#### Information provided

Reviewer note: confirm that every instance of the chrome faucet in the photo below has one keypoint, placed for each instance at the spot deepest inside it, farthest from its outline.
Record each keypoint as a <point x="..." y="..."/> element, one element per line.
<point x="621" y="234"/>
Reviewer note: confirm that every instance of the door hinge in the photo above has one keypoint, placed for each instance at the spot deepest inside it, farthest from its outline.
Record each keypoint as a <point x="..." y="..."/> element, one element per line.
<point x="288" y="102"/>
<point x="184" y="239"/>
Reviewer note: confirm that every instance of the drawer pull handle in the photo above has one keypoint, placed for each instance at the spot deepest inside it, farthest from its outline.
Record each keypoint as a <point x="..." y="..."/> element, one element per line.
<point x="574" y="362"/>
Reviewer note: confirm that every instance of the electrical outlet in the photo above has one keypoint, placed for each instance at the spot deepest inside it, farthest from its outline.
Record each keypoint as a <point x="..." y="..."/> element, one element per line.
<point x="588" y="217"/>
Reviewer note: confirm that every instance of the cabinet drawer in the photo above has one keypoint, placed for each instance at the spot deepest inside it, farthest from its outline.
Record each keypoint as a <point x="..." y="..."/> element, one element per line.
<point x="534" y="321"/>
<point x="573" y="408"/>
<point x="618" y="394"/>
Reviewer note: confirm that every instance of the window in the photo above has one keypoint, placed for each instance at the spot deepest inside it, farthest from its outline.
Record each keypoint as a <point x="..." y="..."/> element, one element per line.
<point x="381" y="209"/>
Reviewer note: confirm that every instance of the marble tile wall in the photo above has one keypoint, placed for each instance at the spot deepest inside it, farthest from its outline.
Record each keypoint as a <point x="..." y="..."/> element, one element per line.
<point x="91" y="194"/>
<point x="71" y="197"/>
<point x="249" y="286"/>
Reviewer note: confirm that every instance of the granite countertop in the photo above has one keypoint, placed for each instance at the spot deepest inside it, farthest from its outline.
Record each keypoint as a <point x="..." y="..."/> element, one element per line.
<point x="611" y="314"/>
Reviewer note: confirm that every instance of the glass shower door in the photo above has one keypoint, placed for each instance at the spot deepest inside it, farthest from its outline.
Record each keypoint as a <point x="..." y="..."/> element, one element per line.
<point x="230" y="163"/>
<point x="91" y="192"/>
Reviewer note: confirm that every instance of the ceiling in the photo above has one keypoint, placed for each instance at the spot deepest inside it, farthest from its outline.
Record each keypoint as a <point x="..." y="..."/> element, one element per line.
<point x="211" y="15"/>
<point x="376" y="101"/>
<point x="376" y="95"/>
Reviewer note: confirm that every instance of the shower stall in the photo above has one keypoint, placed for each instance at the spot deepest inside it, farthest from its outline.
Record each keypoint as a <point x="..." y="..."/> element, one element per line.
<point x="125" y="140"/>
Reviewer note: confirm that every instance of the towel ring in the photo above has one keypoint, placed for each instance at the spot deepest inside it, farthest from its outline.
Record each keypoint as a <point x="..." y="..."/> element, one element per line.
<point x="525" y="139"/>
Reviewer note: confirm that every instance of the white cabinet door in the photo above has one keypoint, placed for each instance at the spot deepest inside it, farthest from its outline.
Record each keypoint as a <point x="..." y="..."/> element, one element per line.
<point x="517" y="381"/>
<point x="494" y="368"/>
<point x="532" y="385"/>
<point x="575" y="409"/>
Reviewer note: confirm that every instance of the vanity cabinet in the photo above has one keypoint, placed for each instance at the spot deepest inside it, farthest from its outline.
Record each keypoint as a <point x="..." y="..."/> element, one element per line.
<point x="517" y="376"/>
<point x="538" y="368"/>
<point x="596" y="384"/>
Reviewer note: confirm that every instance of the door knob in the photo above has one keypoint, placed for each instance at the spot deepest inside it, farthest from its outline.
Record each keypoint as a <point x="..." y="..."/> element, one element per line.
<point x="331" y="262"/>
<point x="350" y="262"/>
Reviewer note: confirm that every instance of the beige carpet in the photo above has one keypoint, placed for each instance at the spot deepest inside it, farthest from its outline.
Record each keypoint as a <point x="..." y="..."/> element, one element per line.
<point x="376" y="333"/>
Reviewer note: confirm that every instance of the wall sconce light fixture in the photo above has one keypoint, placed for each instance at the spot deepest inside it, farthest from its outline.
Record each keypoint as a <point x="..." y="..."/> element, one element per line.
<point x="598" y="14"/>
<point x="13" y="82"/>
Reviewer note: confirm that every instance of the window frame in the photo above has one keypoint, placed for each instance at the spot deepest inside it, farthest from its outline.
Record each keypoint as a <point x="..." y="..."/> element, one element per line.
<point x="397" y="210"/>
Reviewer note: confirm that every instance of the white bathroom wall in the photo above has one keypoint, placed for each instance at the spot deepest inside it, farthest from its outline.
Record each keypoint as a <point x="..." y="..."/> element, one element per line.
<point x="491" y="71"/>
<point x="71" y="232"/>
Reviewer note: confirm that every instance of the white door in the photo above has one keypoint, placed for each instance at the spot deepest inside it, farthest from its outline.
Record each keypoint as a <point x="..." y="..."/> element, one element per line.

########

Exercise.
Reproduce exactly the line that holds "Reviewer note: confirm that every instance of the window frame", then every line after it, ending with the final line of the records above.

Exercise solution.
Reviewer note: confirm that every instance of the window frame in the photo above has one keypoint, placed for each instance at the spot deepest inside it, farthest from its outline.
Record each keypoint as a <point x="..." y="..."/> element, one element per line.
<point x="397" y="210"/>
Reviewer note: confirm that every instance of the white bathroom wall in the photo above has one keypoint, placed for each instance at the spot deepest inside it, farthest from its outline.
Record each keypoint as a <point x="..." y="..."/> element, one element per line.
<point x="491" y="71"/>
<point x="71" y="232"/>
Reviewer note: confirm that every instance of the white door in the photo above has one keypoint, placed for each instance at the spot deepest inside it, farthest from its outline.
Record each keypoint as a <point x="..." y="..."/> element, one element per line.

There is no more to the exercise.